▸ Défi: Transcrivez mot pour mot le passage de l'extrait fourni qui s'ouvre sur les mots contenant « Ça fait deux » et se clôt sur « pension de famille ! ».

▸ Extrait fourni:
+===+

On se sert du roman policier pour faire passer toutes sortes de « messages », messages prétendument humanitaires, ou carrément philosophiques! Il y a un courant assez fort, actuellement, qui véhicule des trames ayant pour base l’indispensable policier véreux et l’assassin, innocente victime du sort. ... Entre parenthèses, aucun suspens quant à l’identité du coupable : c’est invariablement « la société ». Et tout cela, bien sûr, baigne la plus béate utopie.

— Paul Halter, À 139 pas de la mort

lundi 30 avril 2012

L'Assassin habite au 21 — Stanislas-André Steeman (1939)

Ça fait deux mois et demi depuis le premier meurtre, et l’assassin laisse sa carte de visite à chaque scène de crime. Il se fait appeler "Mr. Smith "… pas un alias particulièrement intéressant, mais apparemment c’est efficace : la police ne peut pas trouver Mr. Smith, et les Smiths de Londres passent une période très difficile ... Jusqu'au jour que Toby Marsh raconte une histoire étonnante: après le récent meurtre commis par Mr. Smith, il a suivi l’assassin à son domicile, et peut donner à la police l'adresse: l’assassin habite au 21 Russell Square! Mais voici le problème… le 21 Russell Square est une pension de famille !

+===+

▸ Enregistrements:
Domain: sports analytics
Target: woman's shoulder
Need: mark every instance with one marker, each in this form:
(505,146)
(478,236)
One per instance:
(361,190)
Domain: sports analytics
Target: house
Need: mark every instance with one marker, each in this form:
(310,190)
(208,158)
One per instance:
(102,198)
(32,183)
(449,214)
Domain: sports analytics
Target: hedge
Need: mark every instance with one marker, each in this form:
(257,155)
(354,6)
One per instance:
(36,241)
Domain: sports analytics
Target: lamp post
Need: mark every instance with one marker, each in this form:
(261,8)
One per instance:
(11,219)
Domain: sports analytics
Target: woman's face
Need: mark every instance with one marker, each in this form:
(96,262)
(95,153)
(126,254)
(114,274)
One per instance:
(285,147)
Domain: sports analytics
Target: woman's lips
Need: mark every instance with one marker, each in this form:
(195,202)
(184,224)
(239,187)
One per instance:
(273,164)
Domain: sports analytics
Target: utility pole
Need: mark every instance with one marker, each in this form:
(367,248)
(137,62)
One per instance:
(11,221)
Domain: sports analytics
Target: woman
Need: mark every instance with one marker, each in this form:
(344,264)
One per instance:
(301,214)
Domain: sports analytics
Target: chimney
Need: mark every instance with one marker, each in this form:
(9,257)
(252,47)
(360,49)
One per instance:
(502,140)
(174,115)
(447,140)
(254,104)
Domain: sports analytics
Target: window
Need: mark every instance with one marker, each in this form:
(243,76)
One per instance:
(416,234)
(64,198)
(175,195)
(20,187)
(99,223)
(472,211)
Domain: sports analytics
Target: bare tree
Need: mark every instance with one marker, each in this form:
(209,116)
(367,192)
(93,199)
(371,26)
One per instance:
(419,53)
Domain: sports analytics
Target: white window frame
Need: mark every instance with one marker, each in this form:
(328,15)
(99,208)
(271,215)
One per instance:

+===+

▸ Corrigé:
Ça fait deux mois et demi depuis le premier meurtre, et l’assassin laisse sa carte de visite à chaque scène de crime. Il se fait appeler "Mr. Smith "… pas un alias particulièrement intéressant, mais apparemment c’est efficace : la police ne peut pas trouver Mr. Smith, et les Smiths de Londres passent une période très difficile ... Jusqu'au jour que Toby Marsh raconte une histoire étonnante: après le récent meurtre commis par Mr. Smith, il a suivi l’assassin à son domicile, et peut donner à la police l'adresse: l’assassin habite au 21 Russell Square! Mais voici le problème… le 21 Russell Square est une pension de famille !